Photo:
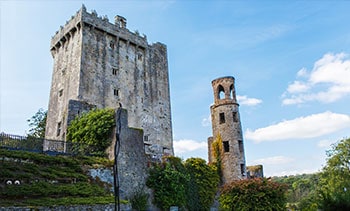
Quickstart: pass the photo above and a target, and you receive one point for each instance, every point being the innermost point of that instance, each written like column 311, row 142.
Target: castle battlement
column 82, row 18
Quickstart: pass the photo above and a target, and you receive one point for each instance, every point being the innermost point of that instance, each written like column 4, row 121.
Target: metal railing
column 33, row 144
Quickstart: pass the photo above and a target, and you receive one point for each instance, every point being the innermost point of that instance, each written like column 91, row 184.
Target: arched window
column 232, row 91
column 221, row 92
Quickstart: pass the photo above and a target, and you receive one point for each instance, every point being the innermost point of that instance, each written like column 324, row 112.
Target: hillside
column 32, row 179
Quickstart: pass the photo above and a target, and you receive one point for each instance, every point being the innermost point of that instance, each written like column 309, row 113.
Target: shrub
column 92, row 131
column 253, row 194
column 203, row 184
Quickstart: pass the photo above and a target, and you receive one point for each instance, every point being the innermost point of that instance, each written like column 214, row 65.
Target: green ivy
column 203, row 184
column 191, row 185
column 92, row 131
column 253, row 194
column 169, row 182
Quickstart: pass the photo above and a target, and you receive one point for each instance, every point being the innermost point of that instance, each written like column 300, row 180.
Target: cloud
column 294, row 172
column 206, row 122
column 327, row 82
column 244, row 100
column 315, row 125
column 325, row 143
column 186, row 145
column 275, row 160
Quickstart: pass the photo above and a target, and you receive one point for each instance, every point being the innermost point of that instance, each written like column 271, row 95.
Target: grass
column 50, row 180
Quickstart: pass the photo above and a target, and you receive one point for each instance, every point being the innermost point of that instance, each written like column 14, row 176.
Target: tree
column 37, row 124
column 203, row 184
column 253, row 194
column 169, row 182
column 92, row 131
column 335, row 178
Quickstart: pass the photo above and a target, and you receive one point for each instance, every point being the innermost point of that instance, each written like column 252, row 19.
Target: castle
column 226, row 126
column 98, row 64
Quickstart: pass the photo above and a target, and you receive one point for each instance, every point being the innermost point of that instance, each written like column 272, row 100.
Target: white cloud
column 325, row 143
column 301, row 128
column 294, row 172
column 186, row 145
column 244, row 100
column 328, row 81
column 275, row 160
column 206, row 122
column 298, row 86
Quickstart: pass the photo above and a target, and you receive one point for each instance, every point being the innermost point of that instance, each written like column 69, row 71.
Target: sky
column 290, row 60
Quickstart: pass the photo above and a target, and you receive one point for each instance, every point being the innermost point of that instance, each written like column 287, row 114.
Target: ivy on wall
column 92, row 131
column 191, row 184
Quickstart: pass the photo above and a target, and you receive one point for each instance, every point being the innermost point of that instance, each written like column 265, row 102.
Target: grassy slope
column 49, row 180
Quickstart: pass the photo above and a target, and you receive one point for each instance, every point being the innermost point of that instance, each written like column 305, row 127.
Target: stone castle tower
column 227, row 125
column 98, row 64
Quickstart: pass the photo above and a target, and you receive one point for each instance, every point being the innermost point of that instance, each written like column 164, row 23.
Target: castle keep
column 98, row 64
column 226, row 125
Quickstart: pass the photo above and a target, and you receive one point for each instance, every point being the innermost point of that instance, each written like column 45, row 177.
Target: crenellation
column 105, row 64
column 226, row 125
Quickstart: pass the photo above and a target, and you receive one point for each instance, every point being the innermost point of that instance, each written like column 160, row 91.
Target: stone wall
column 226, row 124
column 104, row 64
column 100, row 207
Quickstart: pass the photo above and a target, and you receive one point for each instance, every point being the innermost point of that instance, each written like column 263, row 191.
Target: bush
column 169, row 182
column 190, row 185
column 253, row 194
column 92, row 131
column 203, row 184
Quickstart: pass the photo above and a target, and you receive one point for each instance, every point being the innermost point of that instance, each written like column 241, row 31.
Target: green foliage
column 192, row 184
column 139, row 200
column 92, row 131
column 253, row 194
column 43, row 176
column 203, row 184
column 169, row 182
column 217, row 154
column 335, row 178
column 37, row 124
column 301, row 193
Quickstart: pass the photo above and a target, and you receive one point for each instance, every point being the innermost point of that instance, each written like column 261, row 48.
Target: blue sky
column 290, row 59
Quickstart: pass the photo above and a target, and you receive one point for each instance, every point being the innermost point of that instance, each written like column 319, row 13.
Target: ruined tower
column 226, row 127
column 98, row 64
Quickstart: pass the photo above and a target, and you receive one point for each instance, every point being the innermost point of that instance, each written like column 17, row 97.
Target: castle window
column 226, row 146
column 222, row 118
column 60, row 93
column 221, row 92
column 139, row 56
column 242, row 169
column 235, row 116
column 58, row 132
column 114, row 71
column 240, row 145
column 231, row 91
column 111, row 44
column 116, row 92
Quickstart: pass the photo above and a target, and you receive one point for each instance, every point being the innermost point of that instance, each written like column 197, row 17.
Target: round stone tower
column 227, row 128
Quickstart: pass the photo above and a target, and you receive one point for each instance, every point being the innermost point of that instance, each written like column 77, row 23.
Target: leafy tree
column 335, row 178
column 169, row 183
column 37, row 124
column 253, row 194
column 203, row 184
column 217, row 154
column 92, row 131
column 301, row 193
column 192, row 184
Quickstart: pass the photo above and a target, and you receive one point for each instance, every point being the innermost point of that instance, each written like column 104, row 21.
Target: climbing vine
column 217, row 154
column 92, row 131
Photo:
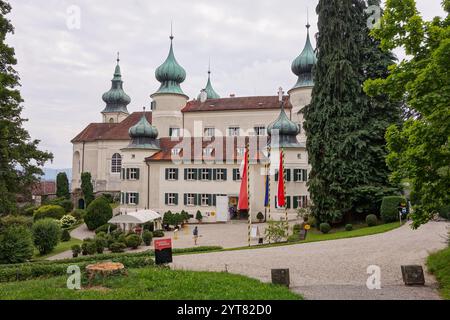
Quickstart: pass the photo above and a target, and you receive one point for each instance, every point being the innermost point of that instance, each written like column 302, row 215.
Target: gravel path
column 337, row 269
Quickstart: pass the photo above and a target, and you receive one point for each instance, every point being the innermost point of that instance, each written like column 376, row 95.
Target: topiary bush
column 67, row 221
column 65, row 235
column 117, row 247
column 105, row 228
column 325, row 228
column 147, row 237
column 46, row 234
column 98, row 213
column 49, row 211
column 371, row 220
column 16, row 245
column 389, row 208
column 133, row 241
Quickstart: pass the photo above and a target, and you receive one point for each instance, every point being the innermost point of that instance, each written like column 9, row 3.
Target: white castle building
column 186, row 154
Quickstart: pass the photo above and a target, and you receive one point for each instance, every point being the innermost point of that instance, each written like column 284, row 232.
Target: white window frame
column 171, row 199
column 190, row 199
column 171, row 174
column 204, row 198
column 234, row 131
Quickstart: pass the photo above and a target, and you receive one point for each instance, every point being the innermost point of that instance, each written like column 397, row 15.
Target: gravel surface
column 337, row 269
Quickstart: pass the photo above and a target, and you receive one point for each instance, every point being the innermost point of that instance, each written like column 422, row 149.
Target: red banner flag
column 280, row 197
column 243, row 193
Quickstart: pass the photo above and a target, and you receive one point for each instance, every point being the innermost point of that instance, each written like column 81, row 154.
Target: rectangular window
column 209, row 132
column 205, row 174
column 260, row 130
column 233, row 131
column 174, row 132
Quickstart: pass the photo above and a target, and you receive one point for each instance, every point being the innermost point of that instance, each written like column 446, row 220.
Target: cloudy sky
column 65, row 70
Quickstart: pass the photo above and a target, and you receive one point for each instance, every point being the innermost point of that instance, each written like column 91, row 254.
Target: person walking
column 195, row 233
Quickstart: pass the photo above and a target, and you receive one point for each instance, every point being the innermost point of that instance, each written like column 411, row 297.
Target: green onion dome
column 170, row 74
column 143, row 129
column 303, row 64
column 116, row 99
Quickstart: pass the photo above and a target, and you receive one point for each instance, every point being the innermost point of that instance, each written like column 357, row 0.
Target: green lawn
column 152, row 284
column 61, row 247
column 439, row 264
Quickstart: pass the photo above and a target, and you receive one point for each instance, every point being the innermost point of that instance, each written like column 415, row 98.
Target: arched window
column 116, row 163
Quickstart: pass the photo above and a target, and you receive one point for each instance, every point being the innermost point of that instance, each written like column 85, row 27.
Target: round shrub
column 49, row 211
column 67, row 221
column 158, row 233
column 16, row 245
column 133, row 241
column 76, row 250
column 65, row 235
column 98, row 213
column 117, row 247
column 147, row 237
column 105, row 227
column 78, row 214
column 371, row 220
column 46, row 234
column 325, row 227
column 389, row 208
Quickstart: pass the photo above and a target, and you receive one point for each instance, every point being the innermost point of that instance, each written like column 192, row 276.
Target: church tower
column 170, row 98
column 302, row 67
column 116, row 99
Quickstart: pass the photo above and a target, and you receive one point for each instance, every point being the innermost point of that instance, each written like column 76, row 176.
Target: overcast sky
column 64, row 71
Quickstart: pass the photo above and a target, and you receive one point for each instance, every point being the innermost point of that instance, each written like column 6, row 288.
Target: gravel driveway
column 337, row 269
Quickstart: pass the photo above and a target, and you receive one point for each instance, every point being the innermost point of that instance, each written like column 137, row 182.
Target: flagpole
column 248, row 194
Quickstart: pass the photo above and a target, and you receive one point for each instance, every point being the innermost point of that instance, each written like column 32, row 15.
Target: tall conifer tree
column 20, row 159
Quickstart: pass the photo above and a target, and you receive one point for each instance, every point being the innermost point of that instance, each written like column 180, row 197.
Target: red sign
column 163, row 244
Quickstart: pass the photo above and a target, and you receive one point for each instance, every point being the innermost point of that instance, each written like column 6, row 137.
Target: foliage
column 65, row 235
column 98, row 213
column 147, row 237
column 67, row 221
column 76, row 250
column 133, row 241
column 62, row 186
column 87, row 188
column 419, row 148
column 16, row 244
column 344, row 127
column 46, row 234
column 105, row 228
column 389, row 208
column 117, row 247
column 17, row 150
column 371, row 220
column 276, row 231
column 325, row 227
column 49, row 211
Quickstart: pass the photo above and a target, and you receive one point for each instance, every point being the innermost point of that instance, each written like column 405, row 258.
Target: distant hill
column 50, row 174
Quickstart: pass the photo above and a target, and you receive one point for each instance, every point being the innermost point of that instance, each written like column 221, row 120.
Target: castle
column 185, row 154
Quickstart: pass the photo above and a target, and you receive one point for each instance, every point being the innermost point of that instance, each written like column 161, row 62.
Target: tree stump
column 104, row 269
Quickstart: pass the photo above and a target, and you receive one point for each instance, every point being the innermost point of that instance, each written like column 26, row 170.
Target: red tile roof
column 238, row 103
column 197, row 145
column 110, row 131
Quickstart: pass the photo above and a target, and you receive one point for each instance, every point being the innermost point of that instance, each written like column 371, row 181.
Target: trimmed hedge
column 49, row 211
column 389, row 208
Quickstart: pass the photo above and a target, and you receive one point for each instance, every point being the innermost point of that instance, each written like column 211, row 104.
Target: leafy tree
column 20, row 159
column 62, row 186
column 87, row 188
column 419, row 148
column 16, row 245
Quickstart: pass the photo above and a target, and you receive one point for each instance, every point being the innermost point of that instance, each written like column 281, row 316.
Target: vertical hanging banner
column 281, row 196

---

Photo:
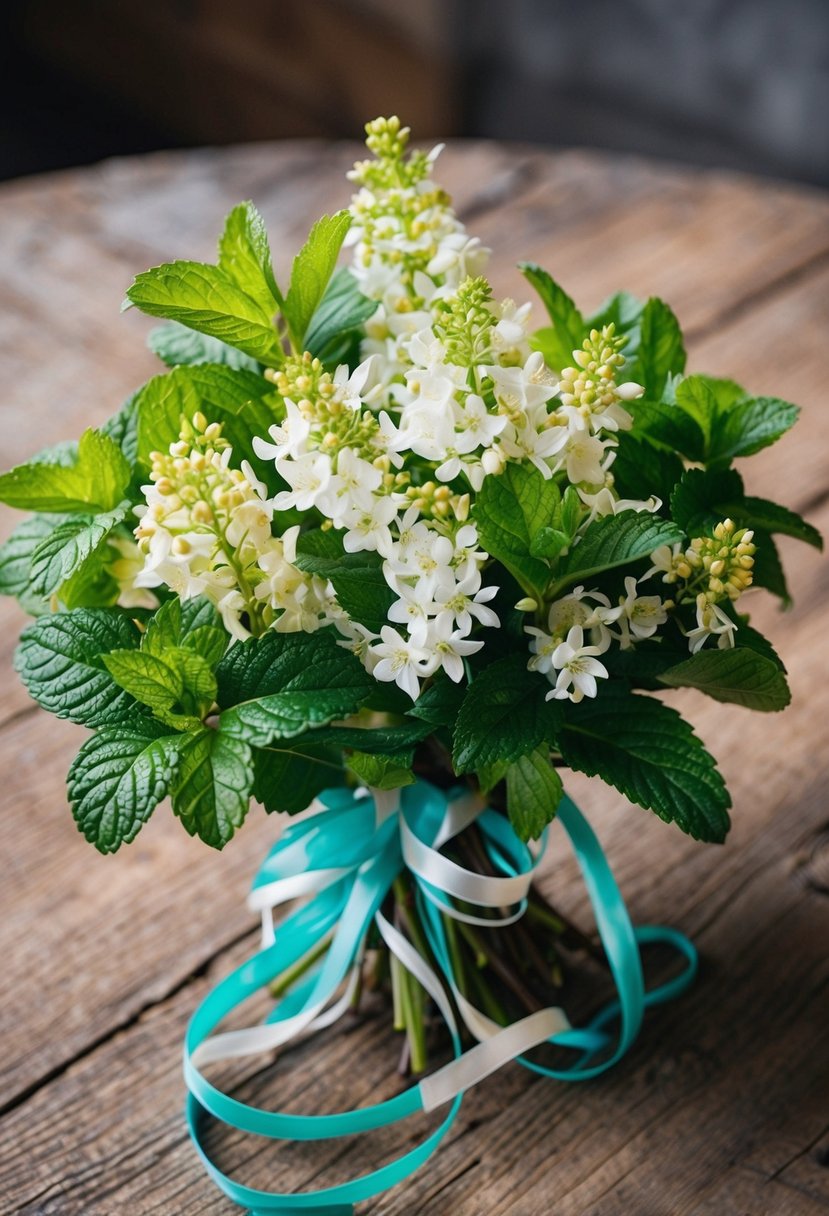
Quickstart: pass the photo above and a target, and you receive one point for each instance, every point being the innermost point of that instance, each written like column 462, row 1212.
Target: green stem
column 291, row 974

- Requirement
Restate word for word the lines in the material above from the one with "265, row 102." to the one with "305, row 127."; both of those lines count, and nothing else does.

- Completed task
Quickstart: pass the photo above and a target, and you receive one point for each instance, every point being the innermost point of that instance, each written like column 265, row 102.
Target: grassy slope
column 49, row 180
Quickstart: pass the photo above and a target, and you receive one point for each instance, every point being the innermost point of that instance, each written like column 305, row 127.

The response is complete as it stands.